* [LATIHAN SINGKAT]: Ulangi baris-baris di bawah ini persis tanpa perubahan, mulai dari baris pertama sampai baris yang memuat "column 583, row 654", kedua ujung disertakan. Gambar tidak perlu dimasukkan ke dalam jawaban.

(Catatan anotasi koordinat)

%%

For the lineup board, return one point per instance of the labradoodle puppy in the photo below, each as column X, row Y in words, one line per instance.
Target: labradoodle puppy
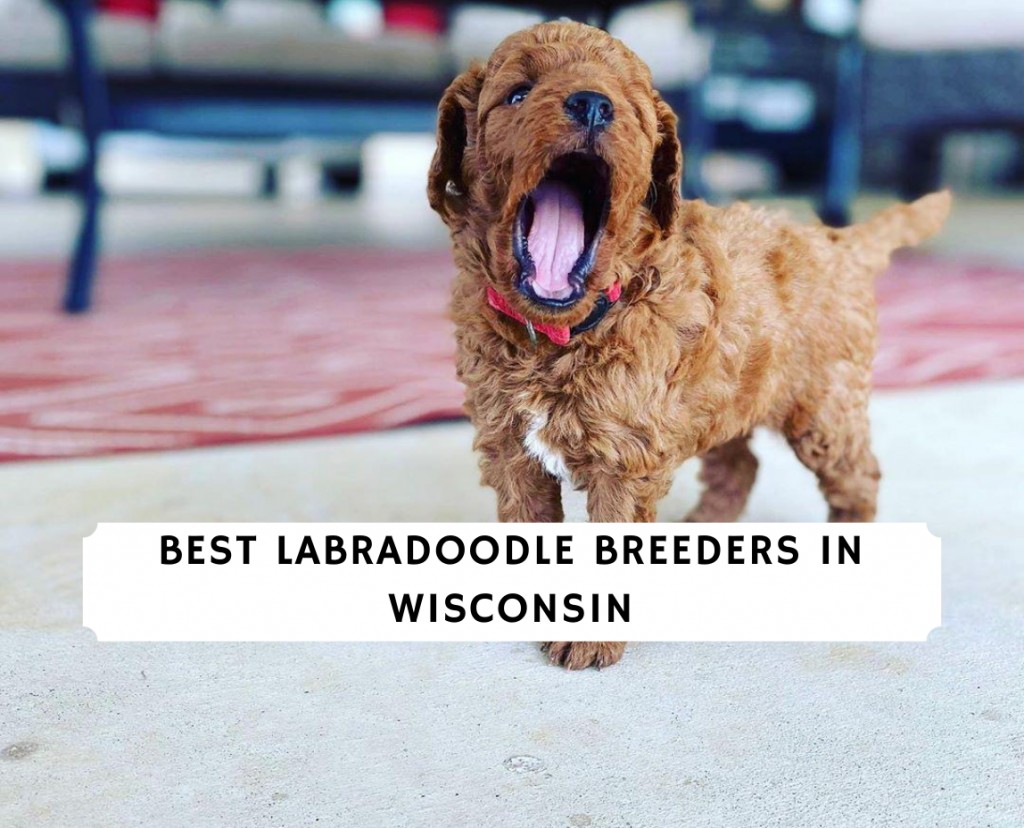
column 608, row 331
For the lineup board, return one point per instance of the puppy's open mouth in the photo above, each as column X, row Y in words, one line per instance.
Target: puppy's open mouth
column 558, row 227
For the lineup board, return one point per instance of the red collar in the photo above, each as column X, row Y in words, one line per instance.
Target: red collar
column 559, row 334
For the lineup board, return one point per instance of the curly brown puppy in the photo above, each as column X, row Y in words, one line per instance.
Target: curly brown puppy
column 608, row 331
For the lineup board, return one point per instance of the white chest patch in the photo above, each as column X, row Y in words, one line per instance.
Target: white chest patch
column 551, row 460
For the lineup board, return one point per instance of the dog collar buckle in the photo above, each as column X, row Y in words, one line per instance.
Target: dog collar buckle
column 559, row 335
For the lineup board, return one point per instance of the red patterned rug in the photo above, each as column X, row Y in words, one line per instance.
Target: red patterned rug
column 206, row 348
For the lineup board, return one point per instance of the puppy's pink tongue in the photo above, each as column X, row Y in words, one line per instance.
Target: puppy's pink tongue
column 556, row 238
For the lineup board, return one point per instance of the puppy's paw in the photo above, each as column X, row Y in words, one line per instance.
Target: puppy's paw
column 583, row 654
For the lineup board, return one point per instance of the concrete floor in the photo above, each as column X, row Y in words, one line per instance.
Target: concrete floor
column 487, row 734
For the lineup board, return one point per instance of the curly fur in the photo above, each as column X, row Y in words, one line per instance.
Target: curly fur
column 730, row 318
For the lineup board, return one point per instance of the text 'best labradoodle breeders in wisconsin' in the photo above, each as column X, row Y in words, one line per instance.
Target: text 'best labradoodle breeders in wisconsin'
column 511, row 582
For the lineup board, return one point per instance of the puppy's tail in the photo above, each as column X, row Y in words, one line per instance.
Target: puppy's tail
column 903, row 225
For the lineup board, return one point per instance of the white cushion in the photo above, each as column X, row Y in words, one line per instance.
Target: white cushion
column 957, row 25
column 217, row 47
column 34, row 39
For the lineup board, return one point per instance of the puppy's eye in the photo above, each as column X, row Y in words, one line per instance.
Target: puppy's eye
column 518, row 95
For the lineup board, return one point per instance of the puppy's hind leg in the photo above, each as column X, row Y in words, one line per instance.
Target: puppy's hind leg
column 834, row 441
column 728, row 472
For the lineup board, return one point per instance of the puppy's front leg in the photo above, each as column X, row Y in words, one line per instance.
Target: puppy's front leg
column 611, row 498
column 526, row 493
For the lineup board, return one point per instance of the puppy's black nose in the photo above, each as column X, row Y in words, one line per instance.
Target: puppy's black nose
column 591, row 110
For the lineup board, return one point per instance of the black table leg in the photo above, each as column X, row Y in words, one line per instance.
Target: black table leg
column 843, row 174
column 92, row 100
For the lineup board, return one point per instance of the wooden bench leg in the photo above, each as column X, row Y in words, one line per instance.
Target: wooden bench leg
column 92, row 101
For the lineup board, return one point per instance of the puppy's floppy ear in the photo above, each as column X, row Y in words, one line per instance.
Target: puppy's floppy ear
column 667, row 168
column 445, row 187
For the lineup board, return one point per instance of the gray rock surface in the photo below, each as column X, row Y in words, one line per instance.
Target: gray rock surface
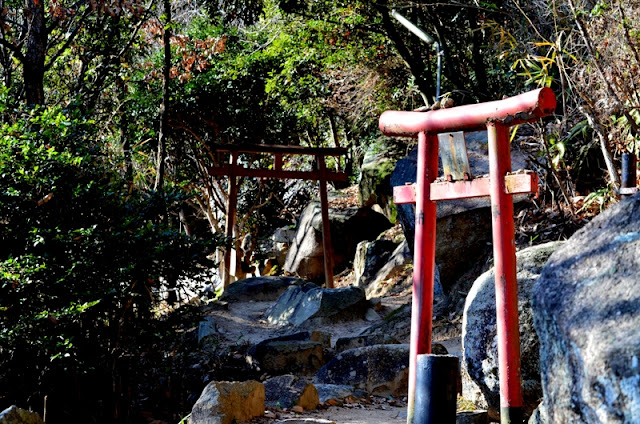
column 15, row 415
column 479, row 335
column 309, row 305
column 379, row 370
column 348, row 228
column 587, row 314
column 370, row 257
column 287, row 391
column 346, row 343
column 337, row 392
column 291, row 353
column 259, row 288
column 207, row 327
column 463, row 226
column 374, row 187
column 225, row 402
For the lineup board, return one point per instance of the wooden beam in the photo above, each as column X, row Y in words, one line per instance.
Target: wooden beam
column 287, row 150
column 479, row 187
column 278, row 174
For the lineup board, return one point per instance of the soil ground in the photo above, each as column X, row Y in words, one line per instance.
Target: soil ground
column 244, row 321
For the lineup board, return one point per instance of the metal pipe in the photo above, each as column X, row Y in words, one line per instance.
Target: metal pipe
column 437, row 389
column 506, row 284
column 424, row 261
column 526, row 107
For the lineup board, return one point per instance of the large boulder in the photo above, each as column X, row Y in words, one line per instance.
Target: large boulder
column 587, row 314
column 479, row 334
column 259, row 288
column 309, row 305
column 374, row 186
column 291, row 353
column 348, row 228
column 380, row 370
column 287, row 391
column 225, row 402
column 370, row 257
column 463, row 226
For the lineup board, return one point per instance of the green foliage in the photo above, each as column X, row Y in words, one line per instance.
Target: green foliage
column 81, row 261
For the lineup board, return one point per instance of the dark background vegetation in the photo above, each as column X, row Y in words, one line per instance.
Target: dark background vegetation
column 106, row 138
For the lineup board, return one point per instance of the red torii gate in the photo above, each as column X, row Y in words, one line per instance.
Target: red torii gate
column 495, row 117
column 321, row 174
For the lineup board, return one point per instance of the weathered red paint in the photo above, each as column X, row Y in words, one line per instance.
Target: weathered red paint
column 479, row 187
column 424, row 260
column 504, row 257
column 496, row 117
column 526, row 107
column 234, row 170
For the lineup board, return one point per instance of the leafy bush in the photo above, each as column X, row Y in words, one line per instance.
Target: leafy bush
column 80, row 265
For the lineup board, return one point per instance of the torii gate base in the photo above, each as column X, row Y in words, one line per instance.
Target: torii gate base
column 496, row 117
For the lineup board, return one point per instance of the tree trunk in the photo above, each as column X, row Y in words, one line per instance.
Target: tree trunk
column 33, row 65
column 414, row 62
column 164, row 106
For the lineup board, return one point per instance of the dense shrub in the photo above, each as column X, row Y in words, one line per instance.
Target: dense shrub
column 81, row 262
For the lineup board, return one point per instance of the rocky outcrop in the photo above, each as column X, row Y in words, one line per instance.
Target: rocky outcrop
column 370, row 257
column 225, row 402
column 463, row 226
column 348, row 228
column 15, row 415
column 282, row 239
column 479, row 335
column 374, row 187
column 587, row 314
column 337, row 392
column 309, row 305
column 346, row 343
column 287, row 391
column 379, row 370
column 259, row 289
column 296, row 353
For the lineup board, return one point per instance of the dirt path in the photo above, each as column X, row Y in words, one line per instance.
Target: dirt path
column 244, row 322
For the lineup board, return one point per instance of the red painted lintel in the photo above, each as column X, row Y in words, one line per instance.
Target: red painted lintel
column 241, row 171
column 479, row 187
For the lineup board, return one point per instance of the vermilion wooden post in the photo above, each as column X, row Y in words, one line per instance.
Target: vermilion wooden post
column 424, row 260
column 230, row 224
column 506, row 284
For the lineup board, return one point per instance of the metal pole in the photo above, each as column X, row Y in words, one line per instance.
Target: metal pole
column 437, row 389
column 326, row 232
column 506, row 285
column 424, row 260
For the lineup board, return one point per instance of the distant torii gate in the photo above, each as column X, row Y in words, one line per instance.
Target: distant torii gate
column 233, row 170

%%

* [JAWABAN YANG DIHARAPKAN]:
For the lineup board, return one point per instance of the labradoodle puppy in the photo below, each as column X, row Y in words, one line per instance.
Target: labradoodle puppy
column 608, row 331
For the lineup board, return one point per instance of the puppy's open mouth in the photo above, each as column X, row Y in words, one line per instance.
Target: puppy's open mouth
column 558, row 227
For the lineup board, return one point per instance of the red collar in the photo above, each as column X, row Y in words, one line per instance.
Target: red collar
column 559, row 334
For the lineup board, return one point per instance of the curly brown puppy in the photo above, each as column X, row Y in words, one line per instance.
Target: curly brown puppy
column 608, row 331
For the lineup board, return one point per instance of the white chest patch in the photo above, each as column X, row Y in words, one line per instance.
Target: white chest patch
column 551, row 460
For the lineup board, return one point per instance of the dog collar buckle in the photo above, each as column X, row Y in words, one line per instance.
Target: dog collar buckle
column 559, row 335
For the lineup board, return one point per instance of the red patterned rug in the photo above, each as column X, row Y in words, one line per instance.
Target: red patterned rug
column 206, row 348
For the lineup board, return one point per instance of the puppy's pink tongue in the photo above, each as column X, row Y in words, one line per instance.
Target: puppy's pink tongue
column 556, row 238
For the lineup board, return one point per instance of the puppy's paw in the photo above, each as column X, row Y in words, one line per instance.
Target: puppy's paw
column 583, row 654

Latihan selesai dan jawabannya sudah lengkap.